INPUT RECORDS:
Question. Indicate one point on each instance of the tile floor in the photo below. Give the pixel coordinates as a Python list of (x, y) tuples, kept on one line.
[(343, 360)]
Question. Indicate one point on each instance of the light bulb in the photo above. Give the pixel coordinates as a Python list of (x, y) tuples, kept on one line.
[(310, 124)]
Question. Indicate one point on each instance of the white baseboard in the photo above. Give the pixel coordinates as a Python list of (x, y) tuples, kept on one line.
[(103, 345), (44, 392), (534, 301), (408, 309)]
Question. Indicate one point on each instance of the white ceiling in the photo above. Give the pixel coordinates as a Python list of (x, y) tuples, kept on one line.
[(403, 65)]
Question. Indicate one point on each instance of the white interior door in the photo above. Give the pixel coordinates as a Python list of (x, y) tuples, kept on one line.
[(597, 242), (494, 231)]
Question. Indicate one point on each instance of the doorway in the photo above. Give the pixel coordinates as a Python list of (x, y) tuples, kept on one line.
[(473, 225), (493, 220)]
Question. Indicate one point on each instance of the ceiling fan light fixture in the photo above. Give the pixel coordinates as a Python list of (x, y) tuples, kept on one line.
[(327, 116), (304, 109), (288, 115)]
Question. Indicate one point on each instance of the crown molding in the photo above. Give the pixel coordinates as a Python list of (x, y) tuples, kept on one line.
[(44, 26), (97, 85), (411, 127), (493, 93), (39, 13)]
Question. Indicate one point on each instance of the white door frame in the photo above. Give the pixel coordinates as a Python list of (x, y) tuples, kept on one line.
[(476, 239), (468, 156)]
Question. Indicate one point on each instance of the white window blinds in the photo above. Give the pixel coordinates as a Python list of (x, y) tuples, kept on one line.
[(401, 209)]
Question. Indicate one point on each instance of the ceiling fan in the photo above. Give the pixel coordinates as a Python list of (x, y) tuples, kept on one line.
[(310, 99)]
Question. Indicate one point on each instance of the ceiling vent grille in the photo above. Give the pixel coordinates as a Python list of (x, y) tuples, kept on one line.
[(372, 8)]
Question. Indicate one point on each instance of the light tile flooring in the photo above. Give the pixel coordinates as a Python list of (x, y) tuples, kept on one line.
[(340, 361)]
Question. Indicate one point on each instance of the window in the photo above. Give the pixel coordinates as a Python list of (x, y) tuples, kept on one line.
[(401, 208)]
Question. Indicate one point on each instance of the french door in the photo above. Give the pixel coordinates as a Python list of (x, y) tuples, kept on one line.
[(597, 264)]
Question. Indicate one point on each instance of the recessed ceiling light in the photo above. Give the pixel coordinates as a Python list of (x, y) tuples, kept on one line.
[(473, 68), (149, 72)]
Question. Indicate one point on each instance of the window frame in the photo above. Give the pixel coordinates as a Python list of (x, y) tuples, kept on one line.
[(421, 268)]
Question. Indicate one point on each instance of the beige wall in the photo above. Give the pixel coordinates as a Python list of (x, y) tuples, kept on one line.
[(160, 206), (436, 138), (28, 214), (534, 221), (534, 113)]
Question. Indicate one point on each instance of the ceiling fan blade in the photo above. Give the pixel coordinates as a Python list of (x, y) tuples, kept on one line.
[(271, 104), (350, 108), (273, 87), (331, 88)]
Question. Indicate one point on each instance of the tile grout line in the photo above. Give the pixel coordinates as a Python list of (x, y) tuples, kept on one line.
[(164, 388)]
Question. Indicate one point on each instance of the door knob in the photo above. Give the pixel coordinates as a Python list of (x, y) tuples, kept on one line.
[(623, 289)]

PROBLEM TO WORK ON: Transcribe all records exactly as written.

ANSWER TO THIS EXERCISE:
Question. Indicate one point on each instance of the tile floor in the photo below. Give the pixel coordinates as a Python list of (x, y) tuples, kept on one line.
[(343, 360)]
Question. Indicate one point on each instance of the light bulb in the photo above. Give the pixel coordinates as a Python list of (x, y) tuples, kept on one line.
[(310, 124)]
Question. Indicate one point on each instance of the white baseboard in the photo above. Give the pixel coordinates as a Python list of (x, y) tuples, kept on one line.
[(103, 345), (44, 392), (534, 301), (408, 309)]
Question. Indicate one point on each instance of the white ceiling in the photo above. Give the pixel coordinates as a Python list of (x, y) tuples, kept on one line.
[(403, 65)]
Question. Indicate one point on each instance of the white interior door in the photo above. Give the pixel coordinates as a Python list of (x, y) tuples, kept on one line.
[(597, 242), (494, 231)]
Question. Indicate one point on each instance of the doorway in the photo above. Give the pixel coordinates as a Python list of (x, y) tuples, kept on one line.
[(473, 225), (493, 220)]
Question. Indicate one point on each instance of the ceiling fan light fixture in the photo above. Give the pixel coordinates as a Python list of (x, y) tuples, kept on one line.
[(327, 116), (304, 109), (288, 115)]
Question. Indicate one point on each instance of the crown molding in the photo above. Give the pixel coordinates as a Python list of (x, y) tuples, kept on one line.
[(44, 26), (97, 85), (411, 127), (493, 93), (39, 13)]
Question. Indicate one point on each instance of the white door frame in the photo above. Give the pixel coordinates as a Python list of (x, y) tuples, kept on one line.
[(476, 239), (468, 156)]
Question. Indicate one point on each instance of the white window blinds in the photo above. Give the pixel coordinates as a Python list of (x, y) tuples, kept on one line.
[(401, 209)]
Question. Indicate one point on each instance of the ceiling fan in the photo above. Give the pixel coordinates as a Python list of (x, y) tuples, kept on one line.
[(310, 99)]
Question. Indicate one point on each instance of the ceiling vent grille in the photo above. Give the pixel coordinates as a Python list of (x, y) tuples, kept on one line.
[(372, 8)]
Question. Indicate one point on each instance of the light tile flooring in the photo above. Give the pixel coordinates as a Python list of (x, y) tuples, kept on one line.
[(340, 361)]
Question. Indicate one point on each instance of the window in the photo above. Give the pixel coordinates as a Python list of (x, y) tuples, kept on one line.
[(401, 208)]
Question. Indicate one point on each instance of the french door in the photo above. Give the pixel coordinates as a Python list of (x, y) tuples, kept on one line.
[(597, 264)]
Question. Indicate one point on each instance of the recessed ceiling light in the photo above. Give the pixel coordinates as a Python list of (x, y) tuples, kept on one line.
[(473, 68), (149, 72)]
Question. Indicate one point on each instance of the window frame in the photo above. Give the pixel coordinates as a Python list of (x, y) tuples, kept on one line.
[(421, 268)]
Question. Indicate one point on each instance of the beige wall in the photo above. Give the pixel coordinates as a Python list of (x, y) tuples, kept on one line.
[(160, 206), (436, 138), (28, 214), (534, 221), (534, 113)]
Question. Indicate one point on each instance of the ceiling fan blade in the photo above. Give the pixel coordinates as a Python list of (x, y) tuples, kept on one line.
[(271, 104), (350, 108), (273, 87), (331, 88)]
Question. Indicate one point on each instance of the tile grout line in the photo above. Give the pixel coordinates as a Python list of (x, y) tuples, kept on one line.
[(164, 388)]
Question. Indicate one point on each instance of the door knob in the photo above. Give the pixel coordinates as a Python list of (x, y) tuples, kept on one line.
[(623, 289)]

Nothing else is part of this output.